* Instructions for the task *
Convert the lines below into a numbered list, leaving out the blank lines.
□ □ □
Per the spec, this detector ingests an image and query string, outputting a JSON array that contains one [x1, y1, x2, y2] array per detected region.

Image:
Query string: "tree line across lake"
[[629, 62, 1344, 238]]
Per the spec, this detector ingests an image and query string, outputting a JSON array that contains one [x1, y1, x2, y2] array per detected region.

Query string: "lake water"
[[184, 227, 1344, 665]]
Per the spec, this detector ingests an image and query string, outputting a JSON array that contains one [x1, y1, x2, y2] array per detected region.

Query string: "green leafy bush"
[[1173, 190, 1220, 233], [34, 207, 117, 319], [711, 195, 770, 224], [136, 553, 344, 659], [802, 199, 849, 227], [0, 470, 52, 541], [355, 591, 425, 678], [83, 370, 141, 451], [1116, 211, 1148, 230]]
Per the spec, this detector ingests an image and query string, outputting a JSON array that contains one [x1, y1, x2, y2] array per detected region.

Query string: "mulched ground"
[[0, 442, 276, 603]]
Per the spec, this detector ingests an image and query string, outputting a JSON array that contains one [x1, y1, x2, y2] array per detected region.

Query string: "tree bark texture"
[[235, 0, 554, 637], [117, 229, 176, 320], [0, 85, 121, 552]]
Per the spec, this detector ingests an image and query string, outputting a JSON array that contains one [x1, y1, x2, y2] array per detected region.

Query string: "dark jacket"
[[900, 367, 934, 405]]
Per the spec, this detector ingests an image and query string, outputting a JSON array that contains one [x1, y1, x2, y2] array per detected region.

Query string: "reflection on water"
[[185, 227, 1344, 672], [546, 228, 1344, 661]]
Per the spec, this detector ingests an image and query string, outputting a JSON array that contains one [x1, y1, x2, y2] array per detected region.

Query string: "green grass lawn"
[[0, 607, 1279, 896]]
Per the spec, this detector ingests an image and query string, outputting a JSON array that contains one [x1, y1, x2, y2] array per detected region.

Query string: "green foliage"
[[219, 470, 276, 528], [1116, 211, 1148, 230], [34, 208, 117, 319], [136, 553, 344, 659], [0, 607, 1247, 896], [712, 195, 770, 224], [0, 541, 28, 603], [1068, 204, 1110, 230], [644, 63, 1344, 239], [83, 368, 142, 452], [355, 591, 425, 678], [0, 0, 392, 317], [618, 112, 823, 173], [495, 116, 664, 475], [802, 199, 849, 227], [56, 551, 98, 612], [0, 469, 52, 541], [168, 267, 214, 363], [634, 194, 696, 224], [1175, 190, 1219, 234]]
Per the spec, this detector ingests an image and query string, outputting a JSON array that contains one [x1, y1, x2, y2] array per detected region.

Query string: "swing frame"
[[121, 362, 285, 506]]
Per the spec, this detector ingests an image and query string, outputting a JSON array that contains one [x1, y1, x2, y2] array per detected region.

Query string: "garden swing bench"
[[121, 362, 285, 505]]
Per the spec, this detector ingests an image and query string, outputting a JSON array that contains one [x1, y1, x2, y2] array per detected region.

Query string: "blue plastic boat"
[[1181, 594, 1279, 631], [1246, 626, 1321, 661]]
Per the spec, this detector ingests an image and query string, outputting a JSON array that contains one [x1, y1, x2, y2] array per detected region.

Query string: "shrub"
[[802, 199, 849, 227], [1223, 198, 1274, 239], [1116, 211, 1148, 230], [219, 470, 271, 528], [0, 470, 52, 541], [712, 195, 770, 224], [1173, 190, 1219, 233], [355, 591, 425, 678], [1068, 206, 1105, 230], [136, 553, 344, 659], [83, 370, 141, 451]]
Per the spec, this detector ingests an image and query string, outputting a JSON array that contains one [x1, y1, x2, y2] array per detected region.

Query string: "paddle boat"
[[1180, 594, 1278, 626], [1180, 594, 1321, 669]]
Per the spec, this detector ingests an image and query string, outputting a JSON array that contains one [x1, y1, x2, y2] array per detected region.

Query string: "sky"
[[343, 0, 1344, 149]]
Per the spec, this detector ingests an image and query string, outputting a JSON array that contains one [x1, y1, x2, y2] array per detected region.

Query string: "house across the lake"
□ □ □
* Task result *
1. Per the spec, this detector ingests an image and query string, outputting a JSON array that contains one [x1, y1, x2, y2] array per detected region.
2. Image:
3. Query string: "tree line across lake"
4. [[629, 62, 1344, 238]]
5. Per the spec, this detector ingests an image and query string, outputting a JSON array that contains one [x1, y1, x2, y2] array per detected region.
6. Query string: "lake water"
7. [[184, 227, 1344, 665]]
8. Per the spec, this detector ingests an image and query string, outputting a JSON array that contains one [x1, y1, x2, y2] array per detected region.
9. Query string: "green leafy bush"
10. [[1173, 190, 1220, 233], [34, 207, 117, 319], [711, 195, 770, 224], [136, 553, 344, 659], [802, 199, 849, 227], [0, 470, 52, 541], [355, 591, 425, 678], [83, 370, 141, 451], [1116, 211, 1148, 230]]
11. Per the spec, this detector ingests an image and query string, outputting a JSON array that contains one [x1, y1, x2, y2] array per detected region.
12. Query string: "mulched ground"
13. [[0, 442, 276, 603]]
14. Per the spec, this detector ingests an image and query string, outputting a JSON array that contains one [x1, y1, x2, y2] array per detected region.
15. Query string: "tree bark texture"
16. [[235, 0, 554, 637], [117, 229, 176, 320], [0, 85, 121, 552]]
17. Per the spec, this detector ingests an image and query string, outputting a JSON array that contains one [x1, y1, x2, y2] array per detected region.
18. Query string: "dark jacket"
19. [[900, 367, 934, 405]]
20. Per the spec, this detector ingests an image and query string, outputting a JSON array that contains one [x1, y1, x2, y2] array per detected region.
21. Query string: "reflection on water"
22. [[185, 227, 1344, 672], [546, 228, 1344, 661]]
23. Per the spec, this detector ingests an image and query string, outputting a JSON array that contains one [x1, y1, x2, y2] array per detected region.
24. Query string: "green grass lawn"
25. [[0, 607, 1279, 896]]
26. Per the spec, this detector ingests an image and query string, outputting a JSON array that contains one [x1, y1, x2, y2] array per detected region.
27. Query string: "green foliage"
28. [[219, 470, 276, 528], [1116, 211, 1148, 230], [34, 208, 117, 319], [136, 553, 344, 659], [0, 607, 1247, 896], [712, 195, 770, 224], [0, 541, 28, 603], [1068, 204, 1110, 230], [644, 63, 1344, 239], [83, 368, 142, 452], [355, 591, 425, 678], [0, 0, 392, 317], [618, 112, 823, 173], [495, 116, 664, 475], [802, 199, 849, 227], [56, 551, 98, 612], [0, 469, 52, 541], [168, 267, 214, 363], [634, 194, 696, 224], [1175, 190, 1219, 234]]
29. Per the spec, this detector ingests an image and query string, outputting a JSON array that contains one [x1, y1, x2, y2] array per detected region.
30. Query string: "swing frame"
31. [[121, 362, 285, 506]]
32. Per the spec, this detector ingests an image and query string, outputting a JSON array that contains one [x1, y1, x2, y2] array per detected region.
33. Query string: "garden swing bench"
34. [[121, 362, 285, 505]]
35. Per the spec, this detector ingests an image and query string, outputting a JSON array that contains one [x1, y1, x2, y2] array per detected region.
36. Query string: "blue plastic boat"
37. [[1181, 594, 1279, 631], [1246, 626, 1321, 661]]
38. Per the spec, this detector ingests an image and query string, outputting a JSON array that contains one [x1, y1, x2, y2] array per detected region.
39. Query string: "shrub"
40. [[802, 199, 849, 227], [1223, 198, 1274, 239], [1116, 211, 1148, 230], [219, 470, 271, 528], [0, 470, 52, 541], [712, 195, 770, 224], [1173, 190, 1219, 233], [355, 591, 425, 678], [1068, 206, 1105, 230], [136, 553, 344, 659], [83, 370, 141, 451]]
41. Per the spec, this detector ingests an image and query string, outputting a JSON array that contains one [x1, y1, x2, y2] array per detected region.
42. Query string: "paddle boat"
43. [[1180, 594, 1278, 626], [1180, 594, 1321, 669]]
44. Per the spec, this detector ingests an image and query string, outputting a JSON array that contains one [x1, y1, x2, y2] array per detected region.
45. Query string: "sky"
46. [[343, 0, 1344, 149]]
47. Per the spec, this detector ingests an image and query string, outputting a JSON array that contains one [x1, y1, x2, y2] array per detected region.
48. Query string: "house across the lake"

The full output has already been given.